===== Document text
My sweet little son, this human being who I've repeatedly asked to keep his fingers out of his nose, and his hands off the tv remote has just got into the tub and poured a can of Sprite over his head just because he wanted to know what it felt like. Children are experimental, but why do I feel the need to tell you only the good things he does? Let's admit it, in life, or in Mommyhood, none of us are the big P word.
I am not perfect. Never have I ever been, and never will I be.
Let's get right down to it, do I like being a Mom? Most days I would say no, but the moment I found out he was coming I made a commitment to him. This is the single longest relationship I have ever been in, with anything. I was 22 when he was born, but at 21, just as I was legal to drink I also had to decide if his life had a place in mine. His conception was a complete fluke accident, (not even kidding), that my OB nor Gretzky could have predicted. By the time the fear of wwwaahh set in I was sitting bare-assed on a thin piece of tissue paper in a clinic in California at lunch time saying to myself, what the actual fuck have I done?
==========
===== Records provided
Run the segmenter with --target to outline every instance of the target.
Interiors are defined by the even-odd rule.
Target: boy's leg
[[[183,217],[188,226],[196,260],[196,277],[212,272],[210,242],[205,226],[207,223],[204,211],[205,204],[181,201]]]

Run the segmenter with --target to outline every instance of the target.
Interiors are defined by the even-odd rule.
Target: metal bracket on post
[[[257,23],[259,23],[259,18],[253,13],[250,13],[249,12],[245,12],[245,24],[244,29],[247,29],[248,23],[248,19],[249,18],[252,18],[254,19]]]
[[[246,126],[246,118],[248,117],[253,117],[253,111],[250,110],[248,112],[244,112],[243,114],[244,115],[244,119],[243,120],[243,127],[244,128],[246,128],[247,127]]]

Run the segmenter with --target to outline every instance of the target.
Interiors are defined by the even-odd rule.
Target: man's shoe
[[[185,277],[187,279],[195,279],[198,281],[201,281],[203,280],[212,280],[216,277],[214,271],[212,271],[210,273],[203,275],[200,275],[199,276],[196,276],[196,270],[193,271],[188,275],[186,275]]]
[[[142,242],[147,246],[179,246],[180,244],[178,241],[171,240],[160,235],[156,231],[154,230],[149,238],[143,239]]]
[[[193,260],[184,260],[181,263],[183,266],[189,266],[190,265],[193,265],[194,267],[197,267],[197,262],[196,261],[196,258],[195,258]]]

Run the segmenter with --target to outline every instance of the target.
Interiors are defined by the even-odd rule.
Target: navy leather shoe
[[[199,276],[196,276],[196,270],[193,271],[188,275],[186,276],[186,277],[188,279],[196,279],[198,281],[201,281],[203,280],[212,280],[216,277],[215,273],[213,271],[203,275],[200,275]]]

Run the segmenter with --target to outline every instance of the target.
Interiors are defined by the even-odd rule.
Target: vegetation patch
==========
Print, word for word, the passage of the motherhood essay that opens with "My sweet little" and closes with "big P word.".

__Output for this task__.
My sweet little son, this human being who I've repeatedly asked to keep his fingers out of his nose, and his hands off the tv remote has just got into the tub and poured a can of Sprite over his head just because he wanted to know what it felt like. Children are experimental, but why do I feel the need to tell you only the good things he does? Let's admit it, in life, or in Mommyhood, none of us are the big P word.